== YOUR INSTRUCTIONS ==
Reproduce the records verbatim, starting at the line that contains "phrase -- cumulus cloud" and continuing through the last line of the records.

/---

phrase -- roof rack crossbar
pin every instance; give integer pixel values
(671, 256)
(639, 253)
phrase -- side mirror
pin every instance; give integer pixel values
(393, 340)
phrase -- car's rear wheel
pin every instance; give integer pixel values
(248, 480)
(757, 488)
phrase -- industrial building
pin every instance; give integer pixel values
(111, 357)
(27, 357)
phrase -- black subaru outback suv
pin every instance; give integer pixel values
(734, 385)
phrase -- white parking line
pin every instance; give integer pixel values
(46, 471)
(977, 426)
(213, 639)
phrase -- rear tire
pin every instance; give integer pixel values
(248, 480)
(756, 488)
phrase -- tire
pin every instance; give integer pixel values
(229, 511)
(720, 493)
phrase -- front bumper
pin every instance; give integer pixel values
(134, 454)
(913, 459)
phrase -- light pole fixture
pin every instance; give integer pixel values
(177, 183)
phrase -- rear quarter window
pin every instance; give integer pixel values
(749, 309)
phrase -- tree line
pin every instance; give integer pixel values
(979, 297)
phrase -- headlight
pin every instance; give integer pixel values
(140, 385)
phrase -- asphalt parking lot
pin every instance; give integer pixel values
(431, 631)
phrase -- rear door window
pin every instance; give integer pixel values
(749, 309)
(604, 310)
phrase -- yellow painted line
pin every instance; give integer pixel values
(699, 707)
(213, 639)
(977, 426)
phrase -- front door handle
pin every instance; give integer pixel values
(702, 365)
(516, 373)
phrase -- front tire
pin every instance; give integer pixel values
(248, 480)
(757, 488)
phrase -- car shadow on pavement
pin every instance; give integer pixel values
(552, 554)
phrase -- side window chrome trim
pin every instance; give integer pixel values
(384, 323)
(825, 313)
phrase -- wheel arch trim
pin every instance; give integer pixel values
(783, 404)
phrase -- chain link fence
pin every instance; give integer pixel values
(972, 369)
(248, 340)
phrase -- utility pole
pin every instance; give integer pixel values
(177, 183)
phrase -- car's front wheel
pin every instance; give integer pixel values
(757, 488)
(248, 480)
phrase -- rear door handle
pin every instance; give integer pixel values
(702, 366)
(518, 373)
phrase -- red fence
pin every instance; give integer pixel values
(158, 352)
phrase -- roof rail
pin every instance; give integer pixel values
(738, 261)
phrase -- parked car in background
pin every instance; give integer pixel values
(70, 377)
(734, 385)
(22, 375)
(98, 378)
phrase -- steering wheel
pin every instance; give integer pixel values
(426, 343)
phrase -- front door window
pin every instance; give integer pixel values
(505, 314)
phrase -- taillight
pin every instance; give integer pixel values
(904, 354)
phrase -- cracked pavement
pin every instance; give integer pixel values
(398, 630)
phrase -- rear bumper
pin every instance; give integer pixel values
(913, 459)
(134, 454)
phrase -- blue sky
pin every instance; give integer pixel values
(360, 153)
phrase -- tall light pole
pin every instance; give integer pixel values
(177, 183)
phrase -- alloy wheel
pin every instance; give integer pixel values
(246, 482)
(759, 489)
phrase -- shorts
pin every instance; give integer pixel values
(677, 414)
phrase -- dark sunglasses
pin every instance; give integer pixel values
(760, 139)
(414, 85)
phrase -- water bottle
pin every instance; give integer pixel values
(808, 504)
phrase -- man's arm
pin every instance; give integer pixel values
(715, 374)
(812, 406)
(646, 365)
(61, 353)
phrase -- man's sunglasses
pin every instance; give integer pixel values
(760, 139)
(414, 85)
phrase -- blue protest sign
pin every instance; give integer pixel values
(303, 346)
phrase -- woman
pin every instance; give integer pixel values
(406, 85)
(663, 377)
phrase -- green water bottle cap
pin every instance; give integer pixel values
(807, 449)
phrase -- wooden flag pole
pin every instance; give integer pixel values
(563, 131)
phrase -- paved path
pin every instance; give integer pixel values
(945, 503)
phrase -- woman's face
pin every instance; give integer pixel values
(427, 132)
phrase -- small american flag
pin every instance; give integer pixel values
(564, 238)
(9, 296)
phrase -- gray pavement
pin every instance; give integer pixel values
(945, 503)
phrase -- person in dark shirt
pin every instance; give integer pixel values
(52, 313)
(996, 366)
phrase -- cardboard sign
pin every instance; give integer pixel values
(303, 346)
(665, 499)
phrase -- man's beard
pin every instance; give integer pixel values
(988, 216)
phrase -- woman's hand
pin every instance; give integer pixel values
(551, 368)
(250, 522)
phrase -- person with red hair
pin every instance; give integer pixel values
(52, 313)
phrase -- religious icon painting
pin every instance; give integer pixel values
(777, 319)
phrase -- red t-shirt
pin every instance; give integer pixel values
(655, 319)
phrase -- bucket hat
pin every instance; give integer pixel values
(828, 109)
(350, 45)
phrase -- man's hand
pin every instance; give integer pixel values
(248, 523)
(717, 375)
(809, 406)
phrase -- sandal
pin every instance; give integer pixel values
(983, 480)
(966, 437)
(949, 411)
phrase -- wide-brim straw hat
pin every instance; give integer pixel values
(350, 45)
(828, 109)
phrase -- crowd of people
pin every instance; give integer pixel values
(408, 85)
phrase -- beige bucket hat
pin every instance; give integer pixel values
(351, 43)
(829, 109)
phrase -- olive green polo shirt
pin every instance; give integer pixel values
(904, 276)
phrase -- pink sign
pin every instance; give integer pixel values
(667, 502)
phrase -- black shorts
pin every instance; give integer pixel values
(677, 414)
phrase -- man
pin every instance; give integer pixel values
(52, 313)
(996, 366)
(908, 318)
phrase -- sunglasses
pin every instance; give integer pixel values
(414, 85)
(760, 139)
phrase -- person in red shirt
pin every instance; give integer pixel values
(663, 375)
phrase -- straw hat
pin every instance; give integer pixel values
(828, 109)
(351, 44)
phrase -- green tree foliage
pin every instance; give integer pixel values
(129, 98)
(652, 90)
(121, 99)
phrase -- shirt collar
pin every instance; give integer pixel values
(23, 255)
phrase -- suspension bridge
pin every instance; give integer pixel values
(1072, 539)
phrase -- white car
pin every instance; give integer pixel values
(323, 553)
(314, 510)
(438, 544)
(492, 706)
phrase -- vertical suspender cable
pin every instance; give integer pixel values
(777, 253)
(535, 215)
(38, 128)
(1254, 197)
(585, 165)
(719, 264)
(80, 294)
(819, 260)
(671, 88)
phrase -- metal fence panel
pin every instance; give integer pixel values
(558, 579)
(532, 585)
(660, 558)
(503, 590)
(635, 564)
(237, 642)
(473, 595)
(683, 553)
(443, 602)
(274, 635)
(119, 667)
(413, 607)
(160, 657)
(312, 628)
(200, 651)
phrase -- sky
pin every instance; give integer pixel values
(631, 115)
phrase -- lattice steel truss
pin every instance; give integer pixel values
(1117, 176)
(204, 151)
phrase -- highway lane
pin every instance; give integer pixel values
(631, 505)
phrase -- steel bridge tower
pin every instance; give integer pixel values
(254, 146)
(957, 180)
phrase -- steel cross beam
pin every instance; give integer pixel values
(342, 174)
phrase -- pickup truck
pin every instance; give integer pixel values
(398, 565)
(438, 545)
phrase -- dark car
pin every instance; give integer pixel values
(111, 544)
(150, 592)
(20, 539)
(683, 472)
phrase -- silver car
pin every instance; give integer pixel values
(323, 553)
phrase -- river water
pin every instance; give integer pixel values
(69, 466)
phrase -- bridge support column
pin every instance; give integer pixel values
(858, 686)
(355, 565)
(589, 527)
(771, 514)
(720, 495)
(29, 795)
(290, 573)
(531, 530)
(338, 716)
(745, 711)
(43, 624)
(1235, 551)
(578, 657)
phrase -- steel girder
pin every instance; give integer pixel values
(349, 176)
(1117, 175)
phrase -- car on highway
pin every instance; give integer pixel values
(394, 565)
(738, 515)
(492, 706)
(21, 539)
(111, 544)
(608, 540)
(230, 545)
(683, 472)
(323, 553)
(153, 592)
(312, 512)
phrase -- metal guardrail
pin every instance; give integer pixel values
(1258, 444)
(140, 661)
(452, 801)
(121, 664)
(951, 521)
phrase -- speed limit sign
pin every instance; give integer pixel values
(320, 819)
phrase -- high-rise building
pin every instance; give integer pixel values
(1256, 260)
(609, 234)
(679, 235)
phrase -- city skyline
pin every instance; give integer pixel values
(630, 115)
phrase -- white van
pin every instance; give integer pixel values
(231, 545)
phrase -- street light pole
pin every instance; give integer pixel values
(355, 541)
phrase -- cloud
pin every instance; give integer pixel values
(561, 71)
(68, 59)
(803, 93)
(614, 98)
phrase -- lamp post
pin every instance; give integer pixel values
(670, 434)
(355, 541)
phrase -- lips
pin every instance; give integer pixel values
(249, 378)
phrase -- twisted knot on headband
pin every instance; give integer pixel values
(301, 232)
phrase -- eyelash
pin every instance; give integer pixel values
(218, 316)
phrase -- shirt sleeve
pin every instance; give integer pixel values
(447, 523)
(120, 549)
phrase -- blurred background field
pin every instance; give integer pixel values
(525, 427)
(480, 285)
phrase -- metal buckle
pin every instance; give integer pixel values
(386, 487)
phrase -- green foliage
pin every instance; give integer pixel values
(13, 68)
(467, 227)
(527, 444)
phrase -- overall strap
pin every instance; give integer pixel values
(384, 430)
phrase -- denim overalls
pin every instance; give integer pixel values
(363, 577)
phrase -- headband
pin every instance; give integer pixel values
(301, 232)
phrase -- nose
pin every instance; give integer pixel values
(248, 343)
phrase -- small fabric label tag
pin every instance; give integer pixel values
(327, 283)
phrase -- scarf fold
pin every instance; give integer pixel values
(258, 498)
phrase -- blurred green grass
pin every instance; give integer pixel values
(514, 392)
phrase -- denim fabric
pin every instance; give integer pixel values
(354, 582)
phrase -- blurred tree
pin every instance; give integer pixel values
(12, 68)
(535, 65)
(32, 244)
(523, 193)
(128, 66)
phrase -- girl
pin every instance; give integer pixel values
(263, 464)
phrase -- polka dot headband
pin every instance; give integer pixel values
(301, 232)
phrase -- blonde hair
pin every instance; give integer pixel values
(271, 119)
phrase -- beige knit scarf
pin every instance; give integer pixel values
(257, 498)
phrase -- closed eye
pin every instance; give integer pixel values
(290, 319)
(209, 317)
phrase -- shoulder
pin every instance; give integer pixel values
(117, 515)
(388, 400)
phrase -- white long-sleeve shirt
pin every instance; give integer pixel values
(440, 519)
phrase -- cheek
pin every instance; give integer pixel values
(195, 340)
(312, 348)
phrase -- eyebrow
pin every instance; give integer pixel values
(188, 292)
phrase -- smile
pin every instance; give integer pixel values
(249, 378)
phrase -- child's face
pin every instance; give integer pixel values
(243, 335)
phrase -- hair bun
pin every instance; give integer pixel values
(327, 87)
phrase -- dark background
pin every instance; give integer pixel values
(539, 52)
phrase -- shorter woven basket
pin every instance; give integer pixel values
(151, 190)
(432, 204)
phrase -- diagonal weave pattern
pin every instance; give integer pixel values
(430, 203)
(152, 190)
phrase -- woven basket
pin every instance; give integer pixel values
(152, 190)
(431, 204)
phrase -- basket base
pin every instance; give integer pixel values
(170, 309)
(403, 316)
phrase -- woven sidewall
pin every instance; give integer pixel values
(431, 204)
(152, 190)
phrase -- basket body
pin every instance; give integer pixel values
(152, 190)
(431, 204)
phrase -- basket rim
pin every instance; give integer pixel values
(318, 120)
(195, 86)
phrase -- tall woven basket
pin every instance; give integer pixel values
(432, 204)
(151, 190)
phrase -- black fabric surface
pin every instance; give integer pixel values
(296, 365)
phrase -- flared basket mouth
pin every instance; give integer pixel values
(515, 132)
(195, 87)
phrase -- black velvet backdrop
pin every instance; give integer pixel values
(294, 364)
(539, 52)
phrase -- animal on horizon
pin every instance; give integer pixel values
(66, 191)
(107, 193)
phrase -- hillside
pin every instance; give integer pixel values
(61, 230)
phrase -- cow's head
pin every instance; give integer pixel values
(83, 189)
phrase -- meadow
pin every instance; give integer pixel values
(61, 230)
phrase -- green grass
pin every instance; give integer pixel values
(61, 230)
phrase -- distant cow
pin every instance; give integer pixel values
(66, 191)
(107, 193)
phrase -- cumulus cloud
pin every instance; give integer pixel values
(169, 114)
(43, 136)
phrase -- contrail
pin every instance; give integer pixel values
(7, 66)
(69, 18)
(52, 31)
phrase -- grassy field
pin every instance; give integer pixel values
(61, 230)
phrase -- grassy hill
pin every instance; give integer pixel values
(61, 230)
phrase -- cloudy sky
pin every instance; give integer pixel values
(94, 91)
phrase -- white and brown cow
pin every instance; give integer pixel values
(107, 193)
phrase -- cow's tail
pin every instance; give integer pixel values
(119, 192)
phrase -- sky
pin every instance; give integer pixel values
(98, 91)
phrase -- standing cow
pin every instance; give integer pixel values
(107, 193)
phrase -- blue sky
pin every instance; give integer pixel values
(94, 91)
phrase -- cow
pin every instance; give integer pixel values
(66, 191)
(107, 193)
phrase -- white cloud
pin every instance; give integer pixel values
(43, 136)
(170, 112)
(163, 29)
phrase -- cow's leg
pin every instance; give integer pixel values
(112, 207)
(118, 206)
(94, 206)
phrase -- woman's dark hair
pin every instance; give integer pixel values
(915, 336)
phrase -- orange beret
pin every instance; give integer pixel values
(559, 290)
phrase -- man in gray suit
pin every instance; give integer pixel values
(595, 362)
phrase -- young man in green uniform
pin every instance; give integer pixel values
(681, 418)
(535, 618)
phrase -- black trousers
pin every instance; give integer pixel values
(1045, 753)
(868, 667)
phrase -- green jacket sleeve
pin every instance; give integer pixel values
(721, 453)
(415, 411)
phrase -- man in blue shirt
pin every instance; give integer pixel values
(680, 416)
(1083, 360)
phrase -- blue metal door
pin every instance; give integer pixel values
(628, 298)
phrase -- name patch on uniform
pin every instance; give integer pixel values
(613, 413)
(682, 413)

\---

== ANSWER FOR THIS EXERCISE ==
phrase -- cumulus cloud
pin every instance; give integer pixel values
(169, 114)
(43, 136)
phrase -- contrail
pin every instance; give integer pixel values
(7, 66)
(69, 18)
(52, 31)
phrase -- grassy field
pin every instance; give integer pixel values
(61, 230)
phrase -- grassy hill
pin every instance; give integer pixel values
(61, 230)
phrase -- cloudy sky
pin every instance; give integer pixel values
(94, 91)
phrase -- white and brown cow
pin every instance; give integer pixel values
(107, 193)
phrase -- cow's tail
pin every instance; give integer pixel values
(119, 192)
phrase -- sky
pin every instance; give integer pixel values
(98, 91)
phrase -- standing cow
pin every instance; give integer pixel values
(107, 193)
phrase -- blue sky
pin every instance; give integer pixel values
(94, 91)
phrase -- cow
pin every instance; give integer pixel values
(66, 191)
(107, 193)
phrase -- white cloud
pin every instance; give integer pixel values
(43, 136)
(170, 112)
(163, 29)
phrase -- cow's leg
pin every instance; give integer pixel values
(112, 207)
(118, 206)
(94, 206)
phrase -- woman's dark hair
pin every instance; give integer pixel values
(915, 336)
phrase -- orange beret
pin every instance; give integer pixel values
(559, 290)
phrase -- man in gray suit
pin every instance; give integer pixel values
(595, 362)
phrase -- young man in green uniform
pin every instance; give integer pixel values
(681, 418)
(535, 618)
phrase -- black trousers
pin every instance; give integer pixel values
(1045, 753)
(868, 667)
phrase -- green jacket sleeve
pin every instance; give integer pixel values
(721, 453)
(415, 411)
phrase -- man in blue shirt
pin every instance; give integer pixel values
(680, 416)
(1083, 360)
phrase -- blue metal door
pin every instance; give integer pixel values
(628, 298)
phrase -- name patch on uniform
pin every instance; give integer pixel values
(613, 413)
(682, 413)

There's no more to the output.